* _Texto del documento_:

Tags: #Historia, Arqueología

Pero la actividad de los salteadores alcanzó su apogeo en tiempos de la XX dinastía. Había pasado la época gloriosa de Ramsés I y Ramsés II, de Sethi y Sethi II. Los nueve faraones siguientes, también con el nombre de Ramsés, no tenían de aquél más que su ilustre nombre. Su gobierno era débil, se veía constantemente amenazado, y la corrupción constituyó una nueva fuerza tan poderosa como inaprensible. Los guardianes del cementerio se confabulaban con los sacerdotes, los más altos jerarcas con los jefes del distrito, y hasta el jefe de la Tebas occidental, el más alto funcionario, encargado de la vigilancia de la necrópolis, se puso de acuerdo un buen día con los propios violadores de los sepulcros. Y nos parece increíble cuando hoy día, por los hallazgos de papiros de la época de Ramsés IX (1142-1123 a. de J. C.), podemos ser testigos de un proceso contra ladrones de sepulcros que en aquella época llamó la atención; testigos en un proceso de hace tres mil años, donde los sacrílegos hasta entonces anónimos aparecen citados con sus propios nombres.

Un día, Peser, el jefe de la Tebas oriental, fue informado de que se habían practicado violaciones en sepulcros de gran importancia en la parte occidental. El jefe de la Tebas occidental era probablemente el problemático Pewero, que odiaba tanto a Peser como éste a aquél. Por eso, seguramente, Peser acogió con placer la ocasión que se le brindaba para desacreditar a su compañero de rango ante el visir Chamwese, que gobernaba todo el distrito tebano. Seguimos este interesante relato basándonos en lo que cuenta Howard Carter, quien fundamenta sus citas en la magnífica colección de documentos egipcios de Breasted, en los
Ancient Records of Egypt
.

Pero el asunto terminó mal para Peser, pues cometió la indiscreción de indicar en su denuncia el número exacto de tumbas despojadas: diez tumbas de faraones, cuatro de sacerdotisas y muchísimas de particulares.

* _Material extraído_:
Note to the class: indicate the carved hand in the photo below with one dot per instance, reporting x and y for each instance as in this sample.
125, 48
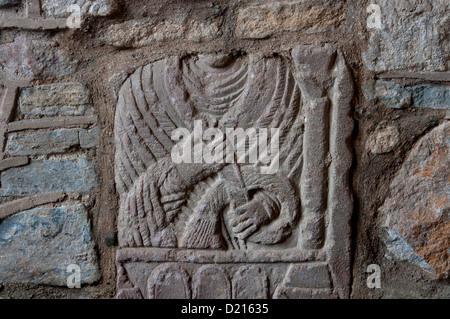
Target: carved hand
247, 219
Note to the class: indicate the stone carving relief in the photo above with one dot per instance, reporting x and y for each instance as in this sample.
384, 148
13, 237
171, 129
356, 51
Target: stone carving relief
226, 230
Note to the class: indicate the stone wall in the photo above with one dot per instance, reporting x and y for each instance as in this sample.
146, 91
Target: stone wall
359, 89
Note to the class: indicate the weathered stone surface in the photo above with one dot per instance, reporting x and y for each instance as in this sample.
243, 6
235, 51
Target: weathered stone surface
77, 175
6, 3
237, 211
38, 59
308, 276
416, 213
143, 33
89, 138
383, 139
413, 35
52, 142
58, 8
432, 96
43, 143
56, 99
37, 246
265, 20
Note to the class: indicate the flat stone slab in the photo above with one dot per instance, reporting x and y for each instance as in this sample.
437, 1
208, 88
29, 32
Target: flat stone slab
411, 36
392, 95
55, 99
37, 246
77, 175
6, 3
52, 142
58, 8
179, 219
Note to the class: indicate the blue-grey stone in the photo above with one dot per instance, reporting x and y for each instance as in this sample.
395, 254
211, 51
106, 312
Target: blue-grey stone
59, 99
432, 96
43, 143
89, 138
68, 175
6, 3
411, 35
37, 246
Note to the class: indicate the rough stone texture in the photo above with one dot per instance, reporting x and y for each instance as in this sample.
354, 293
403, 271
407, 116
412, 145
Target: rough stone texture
89, 138
77, 175
432, 96
410, 53
383, 140
58, 8
6, 3
56, 99
417, 211
37, 59
52, 142
414, 35
209, 206
37, 246
42, 143
143, 33
265, 20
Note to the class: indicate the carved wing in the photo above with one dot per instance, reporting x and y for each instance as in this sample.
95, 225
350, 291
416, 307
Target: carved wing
143, 126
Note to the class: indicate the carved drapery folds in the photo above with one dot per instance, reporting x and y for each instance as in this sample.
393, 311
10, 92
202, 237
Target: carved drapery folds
299, 213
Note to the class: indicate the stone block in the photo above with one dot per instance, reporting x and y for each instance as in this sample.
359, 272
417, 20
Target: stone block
413, 36
43, 143
55, 100
392, 95
37, 246
416, 211
66, 175
264, 20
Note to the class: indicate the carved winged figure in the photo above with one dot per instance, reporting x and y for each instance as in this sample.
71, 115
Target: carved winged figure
217, 206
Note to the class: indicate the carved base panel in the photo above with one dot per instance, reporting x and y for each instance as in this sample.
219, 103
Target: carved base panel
158, 273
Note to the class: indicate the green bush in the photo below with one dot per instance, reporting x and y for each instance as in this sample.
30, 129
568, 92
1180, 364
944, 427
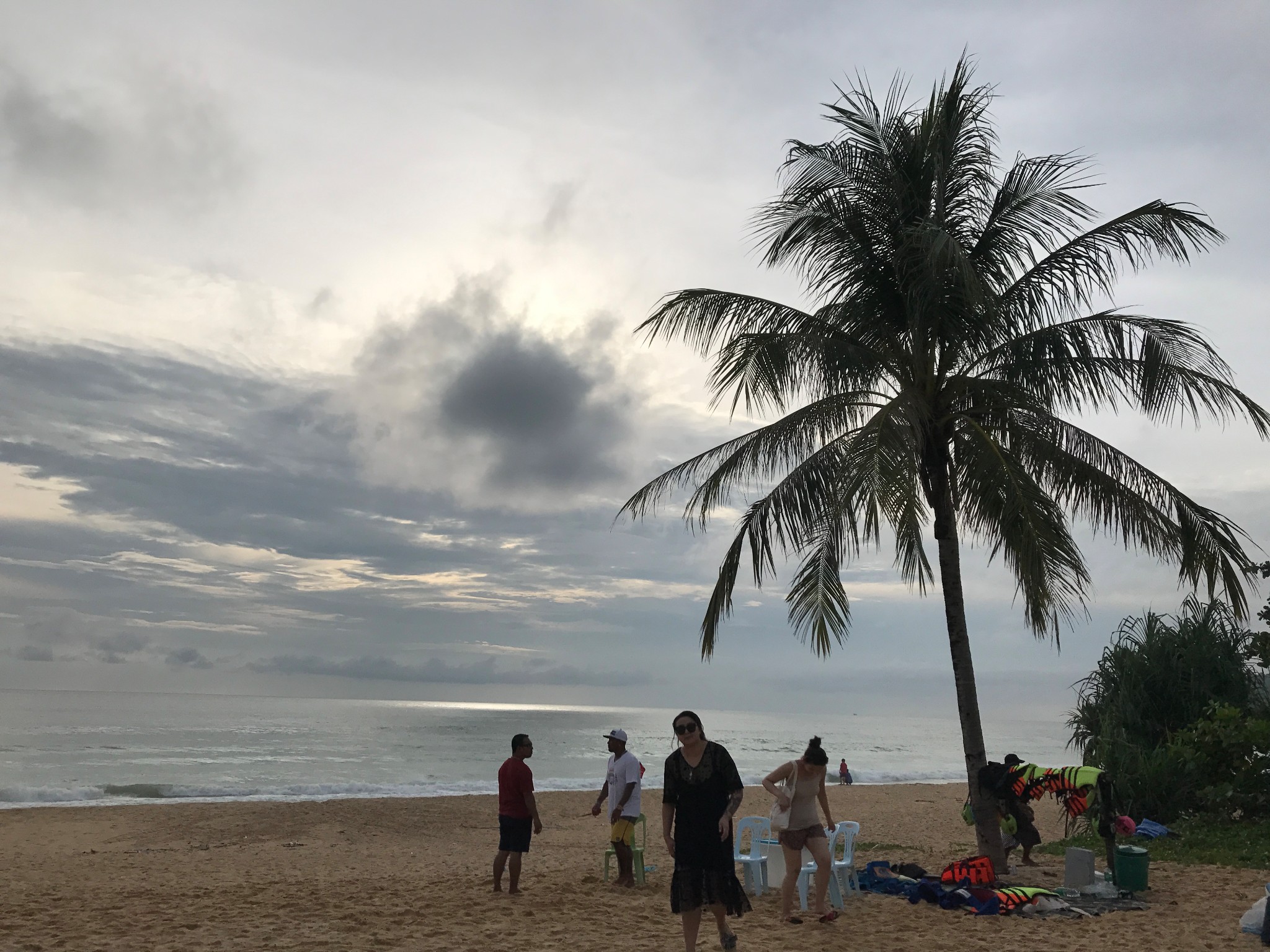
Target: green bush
1160, 678
1223, 764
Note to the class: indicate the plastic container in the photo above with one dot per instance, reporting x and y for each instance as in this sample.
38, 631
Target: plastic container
1078, 867
1130, 868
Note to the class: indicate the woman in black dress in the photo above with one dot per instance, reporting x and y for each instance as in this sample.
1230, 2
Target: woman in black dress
703, 792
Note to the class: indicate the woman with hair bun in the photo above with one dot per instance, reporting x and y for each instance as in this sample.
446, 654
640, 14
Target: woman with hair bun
804, 785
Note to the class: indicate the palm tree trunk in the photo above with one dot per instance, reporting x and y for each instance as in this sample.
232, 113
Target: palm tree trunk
986, 824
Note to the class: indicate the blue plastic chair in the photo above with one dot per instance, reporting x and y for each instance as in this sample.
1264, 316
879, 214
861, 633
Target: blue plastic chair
755, 862
808, 871
845, 868
637, 851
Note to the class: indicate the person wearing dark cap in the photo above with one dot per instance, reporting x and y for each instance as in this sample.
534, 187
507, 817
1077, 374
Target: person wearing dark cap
1016, 805
517, 813
623, 788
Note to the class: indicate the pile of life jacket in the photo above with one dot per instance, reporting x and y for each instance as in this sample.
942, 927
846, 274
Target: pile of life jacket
972, 871
982, 902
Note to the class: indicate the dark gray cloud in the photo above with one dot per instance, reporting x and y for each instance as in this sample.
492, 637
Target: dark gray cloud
438, 672
466, 399
538, 409
154, 139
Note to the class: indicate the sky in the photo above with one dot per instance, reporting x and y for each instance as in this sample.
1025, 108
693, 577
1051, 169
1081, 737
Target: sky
316, 334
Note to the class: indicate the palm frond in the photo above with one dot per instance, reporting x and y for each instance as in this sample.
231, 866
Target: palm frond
1089, 265
818, 606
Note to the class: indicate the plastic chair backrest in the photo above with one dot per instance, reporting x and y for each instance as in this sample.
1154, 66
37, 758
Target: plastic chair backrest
758, 828
845, 833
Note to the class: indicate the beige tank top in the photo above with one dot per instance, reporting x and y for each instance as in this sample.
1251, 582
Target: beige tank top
803, 810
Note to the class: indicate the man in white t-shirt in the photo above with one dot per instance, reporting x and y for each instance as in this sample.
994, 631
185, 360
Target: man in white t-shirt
621, 787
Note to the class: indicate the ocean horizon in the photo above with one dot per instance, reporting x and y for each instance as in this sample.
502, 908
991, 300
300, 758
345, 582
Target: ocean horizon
75, 748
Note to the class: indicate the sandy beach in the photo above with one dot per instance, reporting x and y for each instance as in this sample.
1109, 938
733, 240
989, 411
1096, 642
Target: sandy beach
414, 875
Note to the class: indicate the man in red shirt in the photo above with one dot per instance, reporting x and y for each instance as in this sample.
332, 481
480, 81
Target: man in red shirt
517, 813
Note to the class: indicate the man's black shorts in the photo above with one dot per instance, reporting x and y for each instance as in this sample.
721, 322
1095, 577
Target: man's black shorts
513, 833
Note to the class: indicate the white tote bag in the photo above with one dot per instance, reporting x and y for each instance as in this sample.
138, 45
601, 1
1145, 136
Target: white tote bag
781, 818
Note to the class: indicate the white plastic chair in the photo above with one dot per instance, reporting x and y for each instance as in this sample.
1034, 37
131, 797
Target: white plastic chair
845, 868
808, 871
756, 860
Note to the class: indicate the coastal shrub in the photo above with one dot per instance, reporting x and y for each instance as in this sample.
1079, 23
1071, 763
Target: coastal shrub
1160, 677
1223, 764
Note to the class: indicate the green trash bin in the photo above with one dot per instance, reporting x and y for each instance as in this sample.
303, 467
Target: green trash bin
1130, 868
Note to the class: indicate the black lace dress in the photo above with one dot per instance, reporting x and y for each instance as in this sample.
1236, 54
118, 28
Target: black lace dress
705, 871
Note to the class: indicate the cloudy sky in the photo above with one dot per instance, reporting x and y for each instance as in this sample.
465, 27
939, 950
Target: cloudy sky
315, 332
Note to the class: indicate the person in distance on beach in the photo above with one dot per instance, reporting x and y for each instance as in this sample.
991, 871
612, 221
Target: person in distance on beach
623, 788
701, 794
807, 777
517, 814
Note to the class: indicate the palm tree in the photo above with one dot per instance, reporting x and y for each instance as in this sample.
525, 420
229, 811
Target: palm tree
951, 333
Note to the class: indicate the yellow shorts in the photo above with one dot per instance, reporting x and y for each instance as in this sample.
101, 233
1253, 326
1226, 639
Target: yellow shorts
623, 832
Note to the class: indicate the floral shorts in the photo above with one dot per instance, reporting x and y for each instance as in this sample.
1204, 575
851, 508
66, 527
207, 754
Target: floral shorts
797, 839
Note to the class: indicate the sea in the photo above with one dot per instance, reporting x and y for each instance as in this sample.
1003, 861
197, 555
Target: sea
84, 748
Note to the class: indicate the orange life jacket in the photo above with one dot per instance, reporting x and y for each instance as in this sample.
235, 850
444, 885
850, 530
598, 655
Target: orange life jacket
975, 868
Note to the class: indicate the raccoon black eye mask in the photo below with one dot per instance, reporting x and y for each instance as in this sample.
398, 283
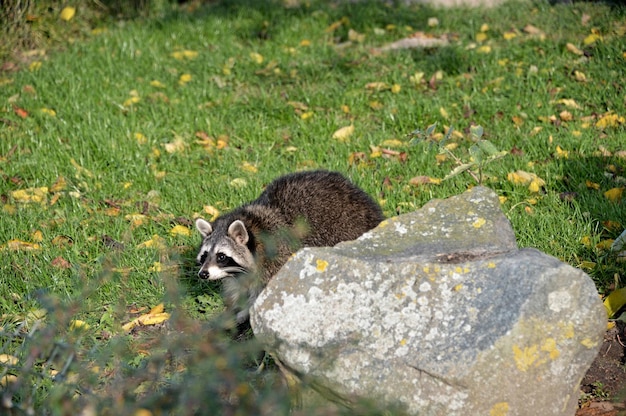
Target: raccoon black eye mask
246, 247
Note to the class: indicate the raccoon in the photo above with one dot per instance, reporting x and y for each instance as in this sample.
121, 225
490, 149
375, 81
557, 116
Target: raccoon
246, 247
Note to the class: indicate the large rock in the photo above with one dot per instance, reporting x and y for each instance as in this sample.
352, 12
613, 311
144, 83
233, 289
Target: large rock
439, 312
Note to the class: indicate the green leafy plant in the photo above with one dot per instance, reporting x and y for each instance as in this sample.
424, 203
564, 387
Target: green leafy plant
481, 152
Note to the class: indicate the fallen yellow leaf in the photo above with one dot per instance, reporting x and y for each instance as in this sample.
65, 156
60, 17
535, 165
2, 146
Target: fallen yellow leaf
180, 230
238, 183
155, 242
393, 143
157, 309
212, 211
178, 145
8, 379
594, 37
615, 194
615, 301
343, 133
185, 54
30, 195
521, 177
136, 219
562, 154
424, 180
78, 324
509, 35
573, 49
377, 86
249, 167
67, 13
256, 57
610, 120
184, 79
7, 359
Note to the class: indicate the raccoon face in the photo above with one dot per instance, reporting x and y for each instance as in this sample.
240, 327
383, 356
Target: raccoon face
224, 255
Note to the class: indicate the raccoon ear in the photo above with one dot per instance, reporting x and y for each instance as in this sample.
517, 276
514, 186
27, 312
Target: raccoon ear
204, 227
237, 231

* _Las tareas_:
#1 Según el texto sobre los ladrones de sepulcros, ¿cuántas tumbas de faraones indicó Peser en su denuncia?
#2 Traduce al inglés esta oración del texto sobre los ladrones de sepulcros: "Había pasado la época gloriosa de Ramsés I y Ramsés II, de Sethi y Sethi II."
#3 Copia, por favor, un fragmento del texto sobre los ladrones de sepulcros: empieza en las palabras que contienen "Un día, Peser, el" y detente después de "muchísimas de particulares.".
Los registros son material aparte.

* _Respuestas_:
#1 Diez tumbas de faraones.

#2 The glorious era of Ramses I and Ramses II, of Sethi and Sethi II, had passed.

#3
Un día, Peser, el jefe de la Tebas oriental, fue informado de que se habían practicado violaciones en sepulcros de gran importancia en la parte occidental. El jefe de la Tebas occidental era probablemente el problemático Pewero, que odiaba tanto a Peser como éste a aquél. Por eso, seguramente, Peser acogió con placer la ocasión que se le brindaba para desacreditar a su compañero de rango ante el visir Chamwese, que gobernaba todo el distrito tebano. Seguimos este interesante relato basándonos en lo que cuenta Howard Carter, quien fundamenta sus citas en la magnífica colección de documentos egipcios de Breasted, en los
Ancient Records of Egypt
.

Pero el asunto terminó mal para Peser, pues cometió la indiscreción de indicar en su denuncia el número exacto de tumbas despojadas: diez tumbas de faraones, cuatro de sacerdotisas y muchísimas de particulares.